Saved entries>
☆ ☆ ☆
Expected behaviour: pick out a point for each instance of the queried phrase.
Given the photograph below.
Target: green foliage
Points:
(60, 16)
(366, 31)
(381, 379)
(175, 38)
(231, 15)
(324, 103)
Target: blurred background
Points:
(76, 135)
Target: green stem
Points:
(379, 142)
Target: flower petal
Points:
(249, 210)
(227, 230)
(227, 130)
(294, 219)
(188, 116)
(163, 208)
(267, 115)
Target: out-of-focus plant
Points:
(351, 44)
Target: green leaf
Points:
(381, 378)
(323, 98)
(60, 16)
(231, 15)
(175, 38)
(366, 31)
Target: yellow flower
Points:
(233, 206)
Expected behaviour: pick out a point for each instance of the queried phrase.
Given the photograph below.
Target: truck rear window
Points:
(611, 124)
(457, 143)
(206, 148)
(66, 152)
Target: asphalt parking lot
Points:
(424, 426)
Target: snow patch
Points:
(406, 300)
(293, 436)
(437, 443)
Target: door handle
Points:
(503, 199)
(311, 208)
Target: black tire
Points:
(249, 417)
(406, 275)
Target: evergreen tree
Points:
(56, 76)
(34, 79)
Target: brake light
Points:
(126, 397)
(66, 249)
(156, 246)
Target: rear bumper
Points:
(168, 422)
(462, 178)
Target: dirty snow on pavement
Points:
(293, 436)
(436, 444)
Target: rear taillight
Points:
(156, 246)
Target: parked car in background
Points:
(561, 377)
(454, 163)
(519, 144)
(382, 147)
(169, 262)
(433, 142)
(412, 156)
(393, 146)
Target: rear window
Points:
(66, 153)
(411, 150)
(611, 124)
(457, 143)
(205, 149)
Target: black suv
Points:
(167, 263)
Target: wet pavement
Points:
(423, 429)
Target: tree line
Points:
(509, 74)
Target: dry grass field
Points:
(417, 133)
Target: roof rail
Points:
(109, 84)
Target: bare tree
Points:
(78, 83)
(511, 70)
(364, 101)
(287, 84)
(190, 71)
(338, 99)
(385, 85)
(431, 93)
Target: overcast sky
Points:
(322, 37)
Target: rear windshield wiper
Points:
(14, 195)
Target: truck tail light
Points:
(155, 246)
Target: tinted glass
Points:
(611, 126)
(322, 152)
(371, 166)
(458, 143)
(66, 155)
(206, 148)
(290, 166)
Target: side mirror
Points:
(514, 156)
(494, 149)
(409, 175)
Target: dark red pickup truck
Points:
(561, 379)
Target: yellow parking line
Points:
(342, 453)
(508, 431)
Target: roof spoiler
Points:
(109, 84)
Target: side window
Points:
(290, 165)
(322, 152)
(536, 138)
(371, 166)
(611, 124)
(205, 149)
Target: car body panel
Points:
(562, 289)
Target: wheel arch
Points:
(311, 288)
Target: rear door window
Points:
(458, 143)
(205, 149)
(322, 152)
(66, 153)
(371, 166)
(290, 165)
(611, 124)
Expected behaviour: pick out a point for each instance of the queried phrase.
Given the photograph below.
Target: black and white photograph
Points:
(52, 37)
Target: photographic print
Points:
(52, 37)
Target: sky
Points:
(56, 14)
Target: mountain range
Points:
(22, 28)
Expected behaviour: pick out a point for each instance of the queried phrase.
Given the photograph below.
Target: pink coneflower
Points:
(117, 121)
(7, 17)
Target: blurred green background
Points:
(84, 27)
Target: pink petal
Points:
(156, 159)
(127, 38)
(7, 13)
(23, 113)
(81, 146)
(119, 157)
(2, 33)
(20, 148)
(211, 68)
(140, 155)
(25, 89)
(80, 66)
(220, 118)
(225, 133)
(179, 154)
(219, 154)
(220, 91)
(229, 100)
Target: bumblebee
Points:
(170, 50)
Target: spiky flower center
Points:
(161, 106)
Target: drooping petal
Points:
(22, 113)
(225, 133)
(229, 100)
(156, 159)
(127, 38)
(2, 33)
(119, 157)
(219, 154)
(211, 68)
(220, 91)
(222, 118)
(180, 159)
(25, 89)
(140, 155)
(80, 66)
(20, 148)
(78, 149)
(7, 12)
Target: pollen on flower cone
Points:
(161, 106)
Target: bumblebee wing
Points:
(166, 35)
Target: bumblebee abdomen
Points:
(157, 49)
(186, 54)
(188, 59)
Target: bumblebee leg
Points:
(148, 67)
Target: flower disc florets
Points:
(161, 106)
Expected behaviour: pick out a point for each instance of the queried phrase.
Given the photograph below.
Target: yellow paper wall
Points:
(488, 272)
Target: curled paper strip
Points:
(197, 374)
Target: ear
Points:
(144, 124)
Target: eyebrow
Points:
☆ ☆ ☆
Search the entries above for the string "paper". Copy each line that holds it.

Target: yellow paper wall
Target: curled paper strip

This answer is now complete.